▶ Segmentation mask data
>>>

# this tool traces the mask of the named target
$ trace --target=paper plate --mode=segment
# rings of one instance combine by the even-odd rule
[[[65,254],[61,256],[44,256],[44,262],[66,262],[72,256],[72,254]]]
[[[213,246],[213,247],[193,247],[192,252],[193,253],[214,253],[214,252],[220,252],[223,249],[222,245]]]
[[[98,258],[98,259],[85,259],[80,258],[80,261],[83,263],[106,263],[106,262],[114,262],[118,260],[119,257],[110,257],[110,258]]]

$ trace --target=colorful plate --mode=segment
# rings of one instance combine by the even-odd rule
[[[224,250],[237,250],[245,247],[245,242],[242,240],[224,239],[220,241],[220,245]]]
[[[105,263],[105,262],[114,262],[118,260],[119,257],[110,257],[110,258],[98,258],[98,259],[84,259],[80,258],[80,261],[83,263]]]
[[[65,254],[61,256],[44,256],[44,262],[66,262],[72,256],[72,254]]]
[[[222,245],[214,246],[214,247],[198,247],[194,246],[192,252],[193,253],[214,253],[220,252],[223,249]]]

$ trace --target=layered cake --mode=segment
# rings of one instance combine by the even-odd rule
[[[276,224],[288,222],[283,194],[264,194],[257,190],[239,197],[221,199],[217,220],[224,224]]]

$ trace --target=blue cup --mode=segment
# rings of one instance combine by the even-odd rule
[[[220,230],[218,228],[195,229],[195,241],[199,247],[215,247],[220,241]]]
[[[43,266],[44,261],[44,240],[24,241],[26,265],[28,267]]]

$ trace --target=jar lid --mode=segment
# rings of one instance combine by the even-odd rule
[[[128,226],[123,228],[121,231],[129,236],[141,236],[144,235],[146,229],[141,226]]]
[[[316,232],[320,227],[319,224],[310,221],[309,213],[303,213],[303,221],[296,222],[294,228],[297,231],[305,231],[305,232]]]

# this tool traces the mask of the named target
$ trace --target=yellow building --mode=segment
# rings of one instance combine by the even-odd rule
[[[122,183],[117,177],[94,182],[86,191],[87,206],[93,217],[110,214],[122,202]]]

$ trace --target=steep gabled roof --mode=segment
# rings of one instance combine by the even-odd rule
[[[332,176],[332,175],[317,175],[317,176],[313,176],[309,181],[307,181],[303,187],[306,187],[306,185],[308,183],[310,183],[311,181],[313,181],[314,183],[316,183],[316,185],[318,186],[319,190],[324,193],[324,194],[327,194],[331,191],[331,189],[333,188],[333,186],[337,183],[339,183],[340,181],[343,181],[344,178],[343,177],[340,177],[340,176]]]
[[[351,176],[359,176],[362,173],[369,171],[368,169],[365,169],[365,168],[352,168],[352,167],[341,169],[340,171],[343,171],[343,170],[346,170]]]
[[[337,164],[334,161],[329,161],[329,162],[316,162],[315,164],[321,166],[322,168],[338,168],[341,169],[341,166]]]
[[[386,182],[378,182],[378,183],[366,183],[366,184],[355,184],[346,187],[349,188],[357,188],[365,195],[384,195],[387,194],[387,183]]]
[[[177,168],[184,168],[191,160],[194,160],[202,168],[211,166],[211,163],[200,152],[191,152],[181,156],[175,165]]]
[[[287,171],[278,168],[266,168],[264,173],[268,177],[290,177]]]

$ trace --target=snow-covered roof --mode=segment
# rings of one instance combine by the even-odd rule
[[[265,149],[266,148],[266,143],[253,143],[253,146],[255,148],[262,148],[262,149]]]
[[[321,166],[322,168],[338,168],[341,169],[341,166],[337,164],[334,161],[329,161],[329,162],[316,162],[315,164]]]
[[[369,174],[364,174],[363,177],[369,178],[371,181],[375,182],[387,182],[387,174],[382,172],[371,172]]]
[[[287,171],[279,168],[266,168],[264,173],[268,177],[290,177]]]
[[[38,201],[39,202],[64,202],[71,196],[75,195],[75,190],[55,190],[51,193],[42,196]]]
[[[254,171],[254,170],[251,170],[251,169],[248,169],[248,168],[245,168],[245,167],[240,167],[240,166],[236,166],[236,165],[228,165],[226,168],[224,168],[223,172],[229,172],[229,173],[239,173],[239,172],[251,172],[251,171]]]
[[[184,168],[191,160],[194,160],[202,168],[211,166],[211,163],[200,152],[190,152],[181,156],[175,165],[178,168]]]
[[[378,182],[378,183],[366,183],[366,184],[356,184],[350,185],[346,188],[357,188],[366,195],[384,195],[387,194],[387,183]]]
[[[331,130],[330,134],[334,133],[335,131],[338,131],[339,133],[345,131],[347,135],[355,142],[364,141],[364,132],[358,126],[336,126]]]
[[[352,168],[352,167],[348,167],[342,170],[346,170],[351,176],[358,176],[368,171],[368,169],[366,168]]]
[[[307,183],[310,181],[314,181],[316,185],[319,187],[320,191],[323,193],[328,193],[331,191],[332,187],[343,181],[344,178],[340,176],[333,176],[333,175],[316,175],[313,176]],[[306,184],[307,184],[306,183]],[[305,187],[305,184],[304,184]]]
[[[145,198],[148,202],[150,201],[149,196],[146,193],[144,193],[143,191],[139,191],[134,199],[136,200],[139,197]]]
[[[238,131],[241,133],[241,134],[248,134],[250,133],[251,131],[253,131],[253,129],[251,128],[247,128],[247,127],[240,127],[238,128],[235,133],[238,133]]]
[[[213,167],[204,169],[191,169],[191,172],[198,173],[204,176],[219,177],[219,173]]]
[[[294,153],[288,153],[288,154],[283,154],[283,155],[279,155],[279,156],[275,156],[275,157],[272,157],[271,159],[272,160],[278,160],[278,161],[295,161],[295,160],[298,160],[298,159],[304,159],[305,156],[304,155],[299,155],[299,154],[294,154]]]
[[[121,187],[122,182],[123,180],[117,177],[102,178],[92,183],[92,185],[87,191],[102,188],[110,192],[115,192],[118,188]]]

<<<

▶ Exercise
The answer must consist solely of the lines from the first line of the data to the line holding "--target=colorful plate --mode=segment", each given again exactly.

▶ Result of this exercise
# this tool traces the mask of the named target
$ trace --target=paper plate --mode=segment
# rings of one instance combine by the even-odd rule
[[[65,254],[61,256],[44,256],[44,262],[66,262],[72,256],[72,254]]]
[[[213,246],[213,247],[193,247],[192,252],[193,253],[214,253],[214,252],[220,252],[223,249],[222,245]]]
[[[98,258],[98,259],[85,259],[80,258],[80,261],[83,263],[106,263],[106,262],[114,262],[118,260],[119,257],[110,257],[110,258]]]

$ trace --target=colorful plate --mode=segment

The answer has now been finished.